[Exercise aim]: Quote only the lines from the one containing "The component shall locate the mountain" through the final line, both included, and omit the pictures.

[Excerpted records]:
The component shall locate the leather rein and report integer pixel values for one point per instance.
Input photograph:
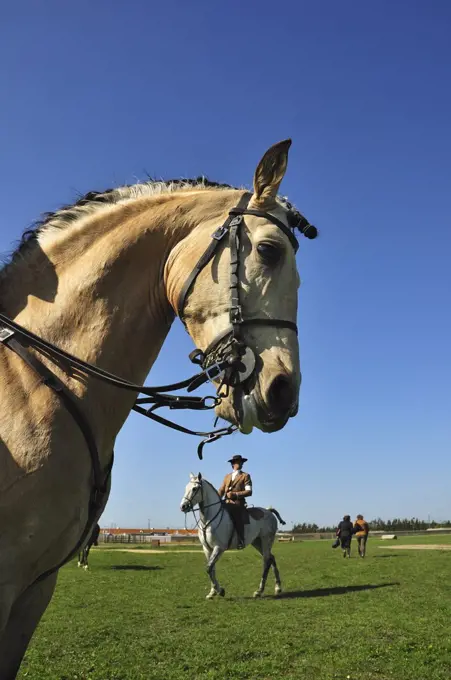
(230, 362)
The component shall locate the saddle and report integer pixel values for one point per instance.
(238, 513)
(256, 513)
(244, 514)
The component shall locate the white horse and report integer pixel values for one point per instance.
(217, 533)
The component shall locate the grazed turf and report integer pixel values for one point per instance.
(140, 616)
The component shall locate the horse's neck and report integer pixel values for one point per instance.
(211, 501)
(97, 290)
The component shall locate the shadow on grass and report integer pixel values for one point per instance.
(133, 567)
(326, 592)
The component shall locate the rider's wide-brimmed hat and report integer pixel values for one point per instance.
(237, 459)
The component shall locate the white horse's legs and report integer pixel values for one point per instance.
(211, 571)
(264, 545)
(23, 619)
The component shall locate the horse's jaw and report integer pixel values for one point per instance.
(249, 417)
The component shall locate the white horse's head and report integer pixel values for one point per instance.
(193, 493)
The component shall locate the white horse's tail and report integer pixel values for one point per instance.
(274, 512)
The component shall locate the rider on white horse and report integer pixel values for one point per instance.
(236, 487)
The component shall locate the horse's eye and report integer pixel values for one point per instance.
(269, 252)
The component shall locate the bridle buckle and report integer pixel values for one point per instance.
(214, 371)
(236, 314)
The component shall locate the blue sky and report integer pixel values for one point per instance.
(96, 94)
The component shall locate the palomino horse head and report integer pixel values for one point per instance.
(193, 493)
(268, 283)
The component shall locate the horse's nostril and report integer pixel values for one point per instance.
(281, 395)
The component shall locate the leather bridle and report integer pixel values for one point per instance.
(227, 359)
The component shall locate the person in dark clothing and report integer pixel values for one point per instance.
(361, 530)
(344, 532)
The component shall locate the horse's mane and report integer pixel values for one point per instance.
(89, 203)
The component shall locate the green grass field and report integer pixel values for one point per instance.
(140, 616)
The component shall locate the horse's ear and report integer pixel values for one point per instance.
(270, 172)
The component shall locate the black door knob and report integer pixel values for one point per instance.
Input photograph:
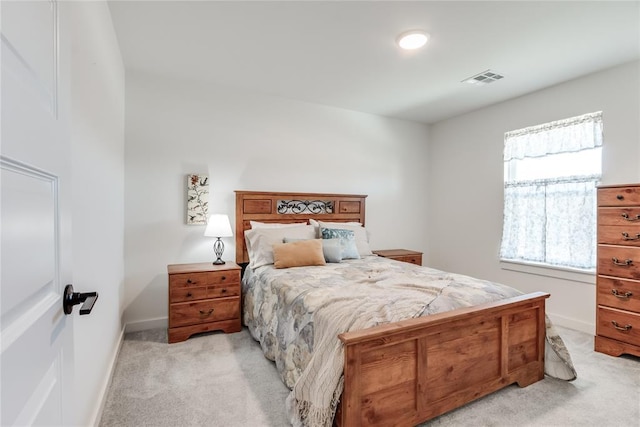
(70, 298)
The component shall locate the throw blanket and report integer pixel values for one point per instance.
(297, 313)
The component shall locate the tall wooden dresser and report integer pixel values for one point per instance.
(618, 270)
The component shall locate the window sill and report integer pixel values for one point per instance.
(573, 274)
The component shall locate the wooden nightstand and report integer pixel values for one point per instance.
(405, 255)
(203, 297)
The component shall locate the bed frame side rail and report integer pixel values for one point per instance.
(414, 370)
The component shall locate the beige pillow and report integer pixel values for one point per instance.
(298, 254)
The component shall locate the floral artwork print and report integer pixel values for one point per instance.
(197, 199)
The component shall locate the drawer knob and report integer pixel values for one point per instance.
(625, 263)
(626, 216)
(206, 313)
(625, 328)
(617, 294)
(625, 236)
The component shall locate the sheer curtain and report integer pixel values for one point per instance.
(550, 207)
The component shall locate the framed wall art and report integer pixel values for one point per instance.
(197, 199)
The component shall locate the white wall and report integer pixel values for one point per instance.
(252, 142)
(465, 179)
(97, 158)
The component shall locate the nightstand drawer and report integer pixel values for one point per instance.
(204, 278)
(224, 290)
(211, 310)
(187, 294)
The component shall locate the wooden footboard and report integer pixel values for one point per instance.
(407, 372)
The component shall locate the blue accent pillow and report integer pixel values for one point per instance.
(348, 247)
(331, 248)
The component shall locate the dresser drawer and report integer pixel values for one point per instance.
(619, 196)
(626, 235)
(181, 294)
(619, 261)
(619, 325)
(204, 278)
(224, 290)
(211, 310)
(619, 293)
(619, 216)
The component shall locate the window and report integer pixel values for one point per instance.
(550, 177)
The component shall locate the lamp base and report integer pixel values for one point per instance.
(218, 249)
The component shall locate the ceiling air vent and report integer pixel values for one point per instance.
(483, 78)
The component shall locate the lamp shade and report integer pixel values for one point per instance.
(218, 226)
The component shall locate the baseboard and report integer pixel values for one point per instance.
(143, 325)
(571, 323)
(97, 415)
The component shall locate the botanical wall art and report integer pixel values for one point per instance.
(197, 199)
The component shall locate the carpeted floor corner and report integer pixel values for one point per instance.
(219, 379)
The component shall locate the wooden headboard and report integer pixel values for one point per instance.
(265, 206)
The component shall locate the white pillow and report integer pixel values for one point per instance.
(362, 239)
(256, 224)
(260, 241)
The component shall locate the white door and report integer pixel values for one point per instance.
(36, 337)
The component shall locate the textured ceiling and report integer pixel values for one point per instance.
(343, 53)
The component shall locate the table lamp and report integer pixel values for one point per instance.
(218, 226)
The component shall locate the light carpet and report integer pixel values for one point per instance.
(219, 379)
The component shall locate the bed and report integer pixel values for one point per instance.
(389, 363)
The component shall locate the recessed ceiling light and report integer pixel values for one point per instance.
(413, 39)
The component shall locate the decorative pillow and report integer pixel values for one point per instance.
(256, 224)
(298, 254)
(348, 248)
(260, 241)
(331, 248)
(361, 234)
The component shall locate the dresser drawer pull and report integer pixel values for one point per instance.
(626, 327)
(626, 216)
(617, 294)
(625, 236)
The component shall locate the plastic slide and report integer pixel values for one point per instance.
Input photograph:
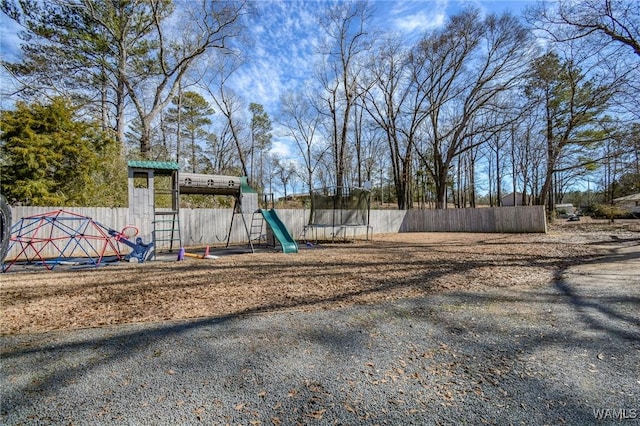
(280, 231)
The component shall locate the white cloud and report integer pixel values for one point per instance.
(420, 21)
(280, 149)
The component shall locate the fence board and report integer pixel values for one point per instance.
(200, 227)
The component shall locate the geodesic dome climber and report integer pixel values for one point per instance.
(62, 237)
(5, 227)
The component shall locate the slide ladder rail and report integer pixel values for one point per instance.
(257, 221)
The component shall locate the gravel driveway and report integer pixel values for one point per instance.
(563, 353)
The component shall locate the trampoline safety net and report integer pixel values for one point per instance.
(348, 207)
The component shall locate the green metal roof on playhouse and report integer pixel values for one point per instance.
(154, 165)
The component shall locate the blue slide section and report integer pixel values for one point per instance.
(280, 231)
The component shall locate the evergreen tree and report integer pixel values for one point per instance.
(49, 158)
(260, 142)
(189, 117)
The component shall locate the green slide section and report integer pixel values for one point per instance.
(280, 231)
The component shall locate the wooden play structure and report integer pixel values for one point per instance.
(160, 221)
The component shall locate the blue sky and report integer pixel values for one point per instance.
(285, 35)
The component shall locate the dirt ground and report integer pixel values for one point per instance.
(325, 276)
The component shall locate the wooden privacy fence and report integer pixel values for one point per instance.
(200, 227)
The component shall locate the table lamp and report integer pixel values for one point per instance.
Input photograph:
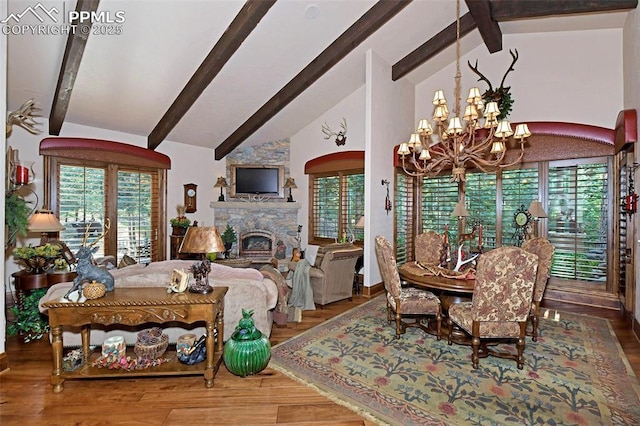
(201, 240)
(221, 183)
(290, 183)
(44, 221)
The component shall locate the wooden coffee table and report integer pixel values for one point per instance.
(136, 306)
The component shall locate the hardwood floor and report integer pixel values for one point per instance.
(268, 398)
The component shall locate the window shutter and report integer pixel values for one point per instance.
(404, 217)
(439, 198)
(136, 228)
(480, 197)
(81, 201)
(519, 187)
(578, 221)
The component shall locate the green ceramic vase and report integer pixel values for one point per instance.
(247, 351)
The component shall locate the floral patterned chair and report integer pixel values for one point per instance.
(501, 302)
(429, 248)
(408, 301)
(544, 250)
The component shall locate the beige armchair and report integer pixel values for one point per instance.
(333, 272)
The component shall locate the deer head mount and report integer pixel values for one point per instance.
(341, 136)
(24, 117)
(502, 94)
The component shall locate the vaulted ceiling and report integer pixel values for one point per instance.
(226, 72)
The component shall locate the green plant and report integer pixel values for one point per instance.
(229, 235)
(37, 259)
(16, 216)
(180, 222)
(27, 319)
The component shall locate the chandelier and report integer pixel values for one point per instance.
(459, 147)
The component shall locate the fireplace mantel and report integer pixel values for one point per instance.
(254, 205)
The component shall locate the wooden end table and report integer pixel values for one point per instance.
(136, 306)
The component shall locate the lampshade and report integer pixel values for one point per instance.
(44, 221)
(202, 239)
(221, 183)
(460, 211)
(290, 183)
(536, 209)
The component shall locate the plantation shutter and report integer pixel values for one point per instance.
(137, 223)
(578, 221)
(519, 188)
(439, 198)
(480, 197)
(404, 223)
(82, 203)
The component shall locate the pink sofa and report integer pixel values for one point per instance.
(248, 289)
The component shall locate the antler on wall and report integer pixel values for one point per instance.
(24, 117)
(341, 136)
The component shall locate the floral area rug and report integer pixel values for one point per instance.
(576, 374)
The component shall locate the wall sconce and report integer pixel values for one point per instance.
(290, 184)
(44, 221)
(221, 183)
(537, 211)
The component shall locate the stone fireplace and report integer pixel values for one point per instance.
(257, 244)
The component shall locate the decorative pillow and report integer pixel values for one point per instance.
(126, 261)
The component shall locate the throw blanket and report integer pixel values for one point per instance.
(302, 293)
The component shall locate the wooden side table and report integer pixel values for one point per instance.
(137, 306)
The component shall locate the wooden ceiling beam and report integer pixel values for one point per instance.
(243, 24)
(379, 14)
(501, 10)
(488, 27)
(432, 47)
(507, 10)
(73, 51)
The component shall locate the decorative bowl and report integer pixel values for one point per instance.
(94, 290)
(151, 343)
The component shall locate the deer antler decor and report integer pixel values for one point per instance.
(470, 146)
(23, 117)
(341, 136)
(502, 94)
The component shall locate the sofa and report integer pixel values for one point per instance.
(333, 271)
(249, 289)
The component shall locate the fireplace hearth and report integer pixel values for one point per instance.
(257, 244)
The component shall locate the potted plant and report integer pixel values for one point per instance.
(16, 216)
(27, 320)
(180, 223)
(229, 237)
(39, 259)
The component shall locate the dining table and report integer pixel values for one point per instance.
(450, 287)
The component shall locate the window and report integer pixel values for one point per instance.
(337, 197)
(338, 203)
(578, 206)
(85, 191)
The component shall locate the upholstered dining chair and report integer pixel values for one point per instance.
(429, 247)
(544, 250)
(500, 304)
(407, 302)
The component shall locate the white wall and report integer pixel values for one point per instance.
(564, 76)
(389, 108)
(309, 143)
(631, 50)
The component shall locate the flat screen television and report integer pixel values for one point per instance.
(253, 179)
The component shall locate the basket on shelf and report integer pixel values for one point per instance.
(94, 290)
(151, 343)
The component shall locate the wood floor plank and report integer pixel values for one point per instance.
(268, 398)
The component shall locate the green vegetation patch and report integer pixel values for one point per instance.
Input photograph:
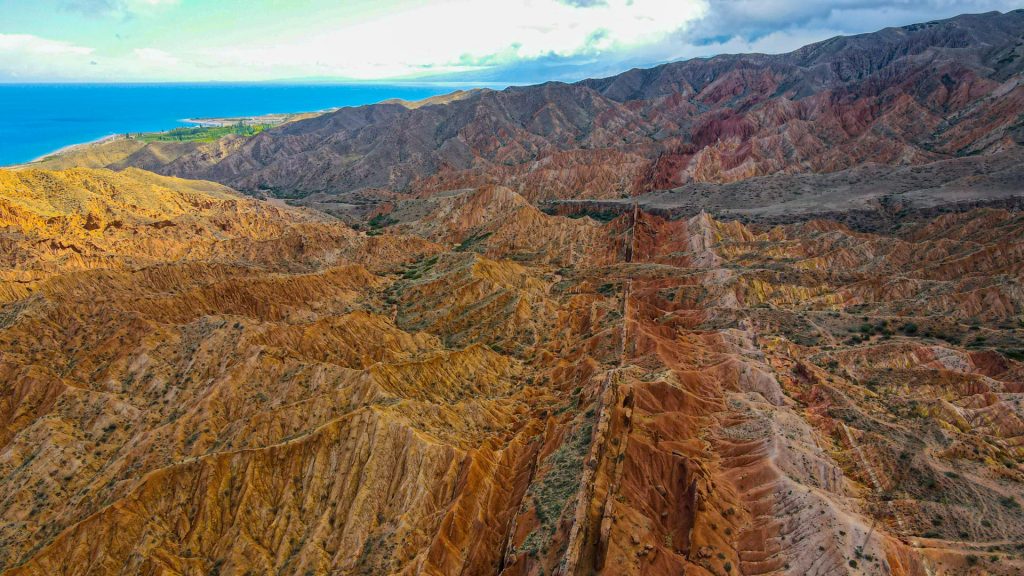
(203, 133)
(559, 484)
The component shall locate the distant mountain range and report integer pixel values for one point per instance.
(898, 96)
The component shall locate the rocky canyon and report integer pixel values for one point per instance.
(747, 315)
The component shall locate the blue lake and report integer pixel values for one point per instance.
(37, 119)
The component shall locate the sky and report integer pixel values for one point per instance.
(458, 41)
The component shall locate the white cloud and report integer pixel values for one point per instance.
(463, 35)
(119, 8)
(156, 56)
(29, 44)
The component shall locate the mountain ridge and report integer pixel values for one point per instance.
(884, 96)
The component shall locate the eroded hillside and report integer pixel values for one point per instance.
(195, 382)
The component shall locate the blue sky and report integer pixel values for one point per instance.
(389, 40)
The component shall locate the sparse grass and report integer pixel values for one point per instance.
(559, 484)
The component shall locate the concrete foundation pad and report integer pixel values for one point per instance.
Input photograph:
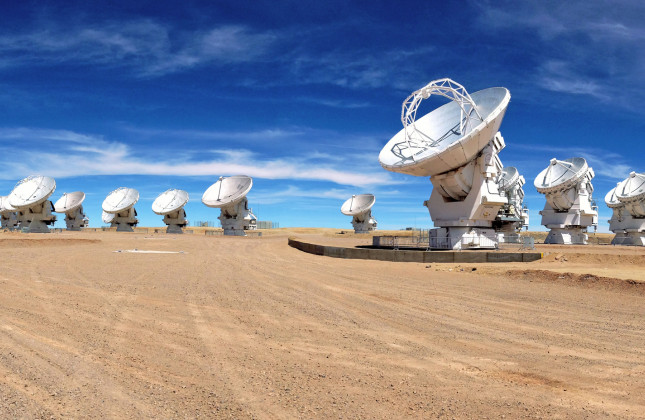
(413, 255)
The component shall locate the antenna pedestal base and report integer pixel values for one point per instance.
(175, 221)
(40, 217)
(75, 220)
(457, 238)
(126, 220)
(9, 221)
(365, 224)
(567, 236)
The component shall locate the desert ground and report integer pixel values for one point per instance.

[Output below]:
The component shall locate the mountain ridge and report integer pixel values for one point per instance.
(884, 96)
The component shall locate the eroded hillside and report integer pixel values for one point per instance.
(195, 382)
The component shall locate the blue sky and report integer pixel values for one point per instance.
(389, 40)
The component shall locate the sparse grass and report integer pixel values for one point per instance.
(559, 484)
The component shall locate the concrete foundation pad and report integer pixel values for one point per instance.
Input photograph:
(413, 255)
The component shall locate the antenna pedestal base and report integer pixel values for one point per instance.
(175, 221)
(40, 217)
(75, 220)
(457, 238)
(126, 220)
(9, 221)
(365, 224)
(567, 236)
The component shall locate the desert ground and report integer pixel values for one point per instance.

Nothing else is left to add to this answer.